Exercise instructions: Select and copy out every line in the records containing "metal".

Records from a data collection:
BEGIN

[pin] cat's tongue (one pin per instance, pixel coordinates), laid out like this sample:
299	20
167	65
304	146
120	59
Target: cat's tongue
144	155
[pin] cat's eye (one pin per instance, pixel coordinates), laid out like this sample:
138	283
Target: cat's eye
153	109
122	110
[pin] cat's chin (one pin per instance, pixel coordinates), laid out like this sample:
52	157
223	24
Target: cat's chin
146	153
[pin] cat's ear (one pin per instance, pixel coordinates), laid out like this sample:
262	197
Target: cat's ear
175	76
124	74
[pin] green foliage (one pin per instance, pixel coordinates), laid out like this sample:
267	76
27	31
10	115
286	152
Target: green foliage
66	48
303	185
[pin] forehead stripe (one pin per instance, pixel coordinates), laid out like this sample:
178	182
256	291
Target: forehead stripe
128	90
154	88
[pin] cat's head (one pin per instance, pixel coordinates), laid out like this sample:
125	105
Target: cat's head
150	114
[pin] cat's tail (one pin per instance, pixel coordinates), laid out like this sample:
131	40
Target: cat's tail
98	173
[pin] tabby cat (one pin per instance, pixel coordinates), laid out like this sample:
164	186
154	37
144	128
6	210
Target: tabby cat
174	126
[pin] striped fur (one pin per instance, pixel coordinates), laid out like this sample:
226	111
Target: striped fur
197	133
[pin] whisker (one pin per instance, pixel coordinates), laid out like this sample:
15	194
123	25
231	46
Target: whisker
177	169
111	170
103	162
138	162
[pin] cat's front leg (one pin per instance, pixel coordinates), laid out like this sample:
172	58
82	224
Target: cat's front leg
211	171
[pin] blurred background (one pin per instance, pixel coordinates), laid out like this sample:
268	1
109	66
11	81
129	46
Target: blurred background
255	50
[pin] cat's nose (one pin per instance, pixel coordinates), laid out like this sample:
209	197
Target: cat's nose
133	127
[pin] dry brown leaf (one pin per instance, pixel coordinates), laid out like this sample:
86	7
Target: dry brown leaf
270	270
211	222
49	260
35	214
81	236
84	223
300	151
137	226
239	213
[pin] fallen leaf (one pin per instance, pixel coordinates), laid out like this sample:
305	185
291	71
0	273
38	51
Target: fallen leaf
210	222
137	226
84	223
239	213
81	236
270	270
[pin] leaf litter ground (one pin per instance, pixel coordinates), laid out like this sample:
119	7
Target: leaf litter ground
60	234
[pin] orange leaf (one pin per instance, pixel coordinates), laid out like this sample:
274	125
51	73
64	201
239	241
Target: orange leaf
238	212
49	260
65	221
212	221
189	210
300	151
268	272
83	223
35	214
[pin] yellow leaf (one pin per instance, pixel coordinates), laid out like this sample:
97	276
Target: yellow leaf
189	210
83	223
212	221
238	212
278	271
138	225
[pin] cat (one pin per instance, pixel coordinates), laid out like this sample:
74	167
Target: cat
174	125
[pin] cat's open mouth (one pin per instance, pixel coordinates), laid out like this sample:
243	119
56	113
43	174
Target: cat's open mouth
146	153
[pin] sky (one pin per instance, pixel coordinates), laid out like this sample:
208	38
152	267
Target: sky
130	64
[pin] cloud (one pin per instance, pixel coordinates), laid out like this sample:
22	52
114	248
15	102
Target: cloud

END
BEGIN

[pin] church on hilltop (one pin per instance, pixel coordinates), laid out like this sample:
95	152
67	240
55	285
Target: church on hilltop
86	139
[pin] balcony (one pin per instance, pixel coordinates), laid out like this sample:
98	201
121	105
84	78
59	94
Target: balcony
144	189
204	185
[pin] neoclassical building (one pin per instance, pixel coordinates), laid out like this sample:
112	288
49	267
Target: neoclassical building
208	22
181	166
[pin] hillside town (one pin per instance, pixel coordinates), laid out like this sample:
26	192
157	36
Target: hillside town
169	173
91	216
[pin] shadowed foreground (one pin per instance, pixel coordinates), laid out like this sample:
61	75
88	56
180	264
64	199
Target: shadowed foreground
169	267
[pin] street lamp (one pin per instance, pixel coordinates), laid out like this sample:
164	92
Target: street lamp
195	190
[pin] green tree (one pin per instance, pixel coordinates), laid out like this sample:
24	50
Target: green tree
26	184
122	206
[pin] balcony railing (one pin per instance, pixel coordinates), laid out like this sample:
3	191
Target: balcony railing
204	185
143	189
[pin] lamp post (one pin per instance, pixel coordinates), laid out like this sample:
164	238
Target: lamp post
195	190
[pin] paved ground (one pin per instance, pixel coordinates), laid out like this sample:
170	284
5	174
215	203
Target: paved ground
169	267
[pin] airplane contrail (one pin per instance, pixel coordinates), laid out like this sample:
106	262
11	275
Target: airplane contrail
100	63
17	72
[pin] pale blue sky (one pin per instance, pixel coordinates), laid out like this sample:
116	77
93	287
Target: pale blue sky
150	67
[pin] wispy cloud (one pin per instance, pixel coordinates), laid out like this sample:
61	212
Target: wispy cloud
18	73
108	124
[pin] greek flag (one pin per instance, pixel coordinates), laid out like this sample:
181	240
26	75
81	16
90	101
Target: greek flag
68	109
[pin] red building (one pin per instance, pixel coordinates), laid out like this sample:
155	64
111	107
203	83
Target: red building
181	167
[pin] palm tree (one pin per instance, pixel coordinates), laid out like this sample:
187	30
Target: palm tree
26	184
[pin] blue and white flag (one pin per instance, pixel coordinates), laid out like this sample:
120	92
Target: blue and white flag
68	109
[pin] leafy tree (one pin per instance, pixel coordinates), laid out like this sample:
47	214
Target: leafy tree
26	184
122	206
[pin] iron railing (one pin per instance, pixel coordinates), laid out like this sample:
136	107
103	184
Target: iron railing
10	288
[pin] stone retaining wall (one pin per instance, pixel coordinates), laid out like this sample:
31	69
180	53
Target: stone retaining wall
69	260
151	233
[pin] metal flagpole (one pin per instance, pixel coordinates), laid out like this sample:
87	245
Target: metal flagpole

END
BEGIN

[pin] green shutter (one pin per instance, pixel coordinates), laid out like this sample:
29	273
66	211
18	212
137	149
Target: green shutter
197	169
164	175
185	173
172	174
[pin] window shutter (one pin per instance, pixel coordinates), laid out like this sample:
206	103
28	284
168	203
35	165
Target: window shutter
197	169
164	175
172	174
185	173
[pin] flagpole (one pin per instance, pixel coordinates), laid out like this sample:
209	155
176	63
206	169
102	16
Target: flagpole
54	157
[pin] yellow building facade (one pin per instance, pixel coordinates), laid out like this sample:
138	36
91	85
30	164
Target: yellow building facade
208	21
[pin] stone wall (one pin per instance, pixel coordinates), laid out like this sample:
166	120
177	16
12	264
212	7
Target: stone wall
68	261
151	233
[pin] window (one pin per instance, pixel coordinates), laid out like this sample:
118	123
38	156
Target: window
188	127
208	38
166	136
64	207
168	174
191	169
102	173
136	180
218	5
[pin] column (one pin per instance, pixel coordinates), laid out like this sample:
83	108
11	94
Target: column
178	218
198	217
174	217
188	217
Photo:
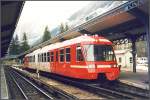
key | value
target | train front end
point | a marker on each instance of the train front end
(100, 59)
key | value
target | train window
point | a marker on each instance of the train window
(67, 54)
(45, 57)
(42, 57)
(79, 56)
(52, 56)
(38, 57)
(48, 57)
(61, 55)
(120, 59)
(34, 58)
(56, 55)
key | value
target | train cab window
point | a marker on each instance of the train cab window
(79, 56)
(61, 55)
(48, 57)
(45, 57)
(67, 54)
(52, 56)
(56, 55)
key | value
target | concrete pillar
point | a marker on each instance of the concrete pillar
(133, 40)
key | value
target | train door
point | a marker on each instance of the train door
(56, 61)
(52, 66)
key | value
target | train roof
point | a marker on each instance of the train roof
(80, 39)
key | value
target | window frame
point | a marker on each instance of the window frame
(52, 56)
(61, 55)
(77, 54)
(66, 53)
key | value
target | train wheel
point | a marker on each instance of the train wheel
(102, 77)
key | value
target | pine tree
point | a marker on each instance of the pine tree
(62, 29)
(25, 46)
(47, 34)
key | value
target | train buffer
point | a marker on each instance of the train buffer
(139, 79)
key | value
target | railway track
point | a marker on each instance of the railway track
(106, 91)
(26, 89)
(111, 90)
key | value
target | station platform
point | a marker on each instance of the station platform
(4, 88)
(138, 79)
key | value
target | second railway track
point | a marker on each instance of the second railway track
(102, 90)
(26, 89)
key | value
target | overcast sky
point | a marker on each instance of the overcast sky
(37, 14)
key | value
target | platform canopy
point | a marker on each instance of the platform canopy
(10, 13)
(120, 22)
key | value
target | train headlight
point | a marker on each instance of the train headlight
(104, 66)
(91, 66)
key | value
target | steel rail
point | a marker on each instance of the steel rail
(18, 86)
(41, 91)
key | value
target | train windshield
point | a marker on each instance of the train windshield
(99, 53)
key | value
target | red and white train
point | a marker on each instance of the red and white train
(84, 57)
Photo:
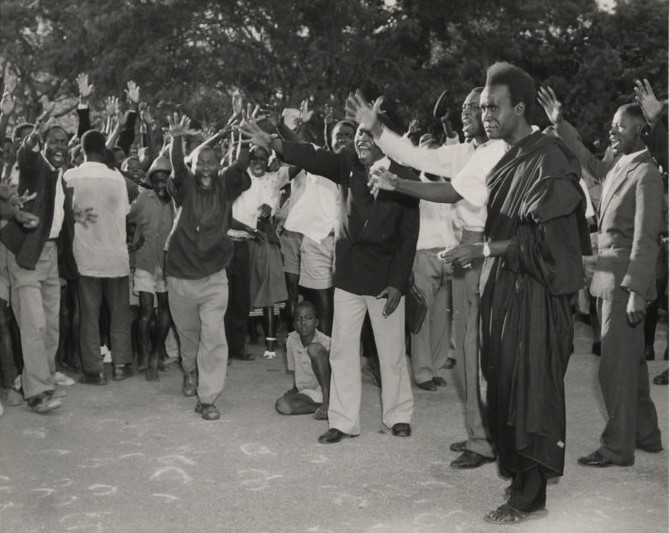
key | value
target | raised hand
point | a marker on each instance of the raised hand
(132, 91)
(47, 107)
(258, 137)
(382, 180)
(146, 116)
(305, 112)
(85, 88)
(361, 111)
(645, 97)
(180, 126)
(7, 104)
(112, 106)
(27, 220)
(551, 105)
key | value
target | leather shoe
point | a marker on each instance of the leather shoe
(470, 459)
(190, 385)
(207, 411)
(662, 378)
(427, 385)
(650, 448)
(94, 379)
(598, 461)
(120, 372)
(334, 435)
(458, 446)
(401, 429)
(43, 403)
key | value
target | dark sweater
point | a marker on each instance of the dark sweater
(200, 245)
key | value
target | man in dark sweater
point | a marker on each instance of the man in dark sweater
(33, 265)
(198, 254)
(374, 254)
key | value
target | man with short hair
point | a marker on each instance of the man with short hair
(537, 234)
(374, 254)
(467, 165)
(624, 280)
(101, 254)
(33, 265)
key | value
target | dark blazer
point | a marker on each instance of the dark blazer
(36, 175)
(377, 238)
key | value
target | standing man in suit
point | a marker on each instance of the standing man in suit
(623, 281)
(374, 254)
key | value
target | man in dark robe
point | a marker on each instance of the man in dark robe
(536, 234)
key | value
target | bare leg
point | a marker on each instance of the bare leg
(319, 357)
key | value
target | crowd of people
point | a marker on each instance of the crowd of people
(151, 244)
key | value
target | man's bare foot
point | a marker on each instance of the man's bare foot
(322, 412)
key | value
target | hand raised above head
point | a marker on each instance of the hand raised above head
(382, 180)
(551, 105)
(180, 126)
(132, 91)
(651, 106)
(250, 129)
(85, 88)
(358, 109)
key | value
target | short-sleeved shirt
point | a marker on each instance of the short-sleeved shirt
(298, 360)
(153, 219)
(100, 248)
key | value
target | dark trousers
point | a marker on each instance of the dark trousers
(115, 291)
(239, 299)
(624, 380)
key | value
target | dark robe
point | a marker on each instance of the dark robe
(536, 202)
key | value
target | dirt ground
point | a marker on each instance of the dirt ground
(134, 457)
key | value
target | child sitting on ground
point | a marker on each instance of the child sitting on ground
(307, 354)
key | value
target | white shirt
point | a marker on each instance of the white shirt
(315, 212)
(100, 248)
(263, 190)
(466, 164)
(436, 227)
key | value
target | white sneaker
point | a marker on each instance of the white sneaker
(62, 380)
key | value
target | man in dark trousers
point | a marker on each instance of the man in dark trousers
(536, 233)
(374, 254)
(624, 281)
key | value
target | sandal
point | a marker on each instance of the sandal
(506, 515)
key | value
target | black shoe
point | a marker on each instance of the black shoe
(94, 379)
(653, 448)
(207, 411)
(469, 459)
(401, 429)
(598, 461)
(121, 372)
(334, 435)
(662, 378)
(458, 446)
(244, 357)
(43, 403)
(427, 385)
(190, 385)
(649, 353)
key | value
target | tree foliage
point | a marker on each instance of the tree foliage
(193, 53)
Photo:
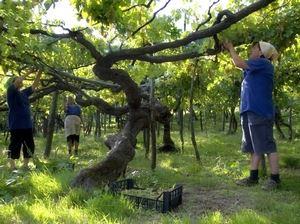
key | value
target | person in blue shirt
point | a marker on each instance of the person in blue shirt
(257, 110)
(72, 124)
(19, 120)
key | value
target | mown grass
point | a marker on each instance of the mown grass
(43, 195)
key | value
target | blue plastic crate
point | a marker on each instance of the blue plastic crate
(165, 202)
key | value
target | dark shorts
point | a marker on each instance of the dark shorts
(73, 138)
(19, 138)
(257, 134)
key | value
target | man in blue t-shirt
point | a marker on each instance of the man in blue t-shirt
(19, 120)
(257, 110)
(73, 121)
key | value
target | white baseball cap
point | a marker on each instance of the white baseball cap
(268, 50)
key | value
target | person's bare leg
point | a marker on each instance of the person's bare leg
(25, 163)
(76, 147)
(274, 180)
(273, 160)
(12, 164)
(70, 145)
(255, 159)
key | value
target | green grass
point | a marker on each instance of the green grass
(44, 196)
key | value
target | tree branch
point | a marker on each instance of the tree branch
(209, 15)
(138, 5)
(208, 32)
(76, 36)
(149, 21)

END

Response:
[pin] metal flagpole (one pin per instance, pixel coordinates), laid out like this sample:
Target: metal flagpole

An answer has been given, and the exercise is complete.